### PROBLEM TO SOLVE
Produce an exact copy of the lines from the line containing "If you could mark the landing" through the last line of the entries below, and only those lines.

(Items from a data source)
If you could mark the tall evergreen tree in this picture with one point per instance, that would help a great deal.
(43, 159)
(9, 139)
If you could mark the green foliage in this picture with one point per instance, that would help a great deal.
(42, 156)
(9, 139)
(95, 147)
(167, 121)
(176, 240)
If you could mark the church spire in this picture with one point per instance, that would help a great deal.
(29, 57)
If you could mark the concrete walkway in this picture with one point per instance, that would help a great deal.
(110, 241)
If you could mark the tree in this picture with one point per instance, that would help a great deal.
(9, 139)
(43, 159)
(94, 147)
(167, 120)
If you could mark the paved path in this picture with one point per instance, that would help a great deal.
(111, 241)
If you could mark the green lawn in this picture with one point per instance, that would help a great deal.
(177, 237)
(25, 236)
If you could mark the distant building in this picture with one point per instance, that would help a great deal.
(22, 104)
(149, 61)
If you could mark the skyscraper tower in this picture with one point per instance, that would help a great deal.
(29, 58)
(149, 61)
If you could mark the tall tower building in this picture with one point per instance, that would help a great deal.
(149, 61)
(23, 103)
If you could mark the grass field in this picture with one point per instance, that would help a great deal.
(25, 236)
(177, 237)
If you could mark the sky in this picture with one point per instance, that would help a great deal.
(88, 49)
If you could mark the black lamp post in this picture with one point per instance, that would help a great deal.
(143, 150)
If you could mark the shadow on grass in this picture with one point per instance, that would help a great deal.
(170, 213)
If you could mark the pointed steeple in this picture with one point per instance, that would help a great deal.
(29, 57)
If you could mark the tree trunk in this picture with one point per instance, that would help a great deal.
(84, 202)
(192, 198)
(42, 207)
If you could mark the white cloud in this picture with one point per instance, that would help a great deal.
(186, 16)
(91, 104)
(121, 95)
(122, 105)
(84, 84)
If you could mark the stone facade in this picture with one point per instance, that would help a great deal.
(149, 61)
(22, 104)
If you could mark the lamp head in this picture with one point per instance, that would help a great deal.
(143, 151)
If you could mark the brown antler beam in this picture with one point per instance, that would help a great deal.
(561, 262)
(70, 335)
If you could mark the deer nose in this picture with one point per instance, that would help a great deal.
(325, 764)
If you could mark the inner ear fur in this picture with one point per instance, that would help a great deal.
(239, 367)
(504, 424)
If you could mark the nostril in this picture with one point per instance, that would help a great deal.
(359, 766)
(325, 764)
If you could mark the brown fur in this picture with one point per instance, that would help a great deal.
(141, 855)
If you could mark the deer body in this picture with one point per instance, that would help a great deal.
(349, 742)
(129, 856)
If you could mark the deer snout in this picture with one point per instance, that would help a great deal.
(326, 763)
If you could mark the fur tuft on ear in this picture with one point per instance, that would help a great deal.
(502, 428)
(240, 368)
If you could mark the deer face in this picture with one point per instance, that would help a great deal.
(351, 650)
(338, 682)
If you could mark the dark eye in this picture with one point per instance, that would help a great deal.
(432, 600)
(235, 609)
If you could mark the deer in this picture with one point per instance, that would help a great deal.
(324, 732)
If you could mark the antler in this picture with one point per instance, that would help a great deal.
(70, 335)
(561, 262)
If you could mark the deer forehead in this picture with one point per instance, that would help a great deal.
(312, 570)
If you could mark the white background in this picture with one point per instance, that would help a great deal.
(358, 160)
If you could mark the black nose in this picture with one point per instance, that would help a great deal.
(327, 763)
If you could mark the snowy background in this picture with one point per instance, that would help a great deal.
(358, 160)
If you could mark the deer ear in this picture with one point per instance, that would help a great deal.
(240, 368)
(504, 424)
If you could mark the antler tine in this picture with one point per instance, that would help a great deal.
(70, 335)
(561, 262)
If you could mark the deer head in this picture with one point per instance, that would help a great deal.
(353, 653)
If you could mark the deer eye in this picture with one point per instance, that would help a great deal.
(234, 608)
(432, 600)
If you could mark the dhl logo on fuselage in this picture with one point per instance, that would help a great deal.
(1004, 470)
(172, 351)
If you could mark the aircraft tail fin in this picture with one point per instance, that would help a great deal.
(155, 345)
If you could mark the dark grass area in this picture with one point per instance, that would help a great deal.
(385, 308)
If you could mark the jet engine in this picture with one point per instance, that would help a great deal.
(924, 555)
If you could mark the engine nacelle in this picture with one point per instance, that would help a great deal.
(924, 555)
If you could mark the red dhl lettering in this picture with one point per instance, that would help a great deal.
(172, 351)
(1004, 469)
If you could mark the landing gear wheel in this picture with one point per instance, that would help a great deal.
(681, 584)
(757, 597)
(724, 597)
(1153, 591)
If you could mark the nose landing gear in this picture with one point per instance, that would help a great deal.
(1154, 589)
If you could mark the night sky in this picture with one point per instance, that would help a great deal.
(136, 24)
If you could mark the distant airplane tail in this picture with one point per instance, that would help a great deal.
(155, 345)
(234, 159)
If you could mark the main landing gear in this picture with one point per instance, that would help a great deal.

### WRITTEN REPLY
If you could mark the landing gear wheel in this picture with one point per instance, that would help a great deal.
(681, 584)
(757, 597)
(724, 597)
(1153, 591)
If you could mark the nose landing gear in this picture with one point per instance, that would help a great deal.
(1154, 589)
If you could mark the night sky in this picture with one point per instance, that would help a great deal.
(136, 24)
If you could mark the distant airplane tail in this picture with one point per instance, that would help a great deal.
(155, 345)
(234, 159)
If you could mark the main landing gear in this picture with one point per instance, that would help a great deal.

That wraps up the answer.